Pointing records for named objects
☆ ☆ ☆
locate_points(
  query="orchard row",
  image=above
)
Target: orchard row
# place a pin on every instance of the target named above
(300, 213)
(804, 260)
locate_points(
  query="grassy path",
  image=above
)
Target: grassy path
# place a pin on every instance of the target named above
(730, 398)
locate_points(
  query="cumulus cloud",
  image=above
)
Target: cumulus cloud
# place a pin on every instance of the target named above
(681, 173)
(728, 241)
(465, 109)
☆ ☆ ☆
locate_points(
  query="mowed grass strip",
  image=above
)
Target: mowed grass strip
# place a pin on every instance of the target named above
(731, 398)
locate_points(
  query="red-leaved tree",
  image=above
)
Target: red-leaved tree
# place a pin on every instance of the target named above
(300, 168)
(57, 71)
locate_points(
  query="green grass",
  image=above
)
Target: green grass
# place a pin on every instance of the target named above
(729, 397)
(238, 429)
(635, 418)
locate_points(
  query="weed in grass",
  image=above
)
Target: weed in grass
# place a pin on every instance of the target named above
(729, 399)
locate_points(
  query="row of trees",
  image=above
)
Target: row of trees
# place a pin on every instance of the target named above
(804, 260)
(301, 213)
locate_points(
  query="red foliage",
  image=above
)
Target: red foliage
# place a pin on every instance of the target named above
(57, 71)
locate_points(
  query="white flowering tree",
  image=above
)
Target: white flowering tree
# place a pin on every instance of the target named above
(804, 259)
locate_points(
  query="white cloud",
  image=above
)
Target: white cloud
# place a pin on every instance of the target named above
☆ ☆ ☆
_EXERCISE:_ Locate each line in the items above that contains the string "cloud" and copy those lines. The match is case-sensitive.

_COMPLETED EXERCISE:_
  query="cumulus cloud",
Target: cumulus cloud
  query="white cloud",
Target: white cloud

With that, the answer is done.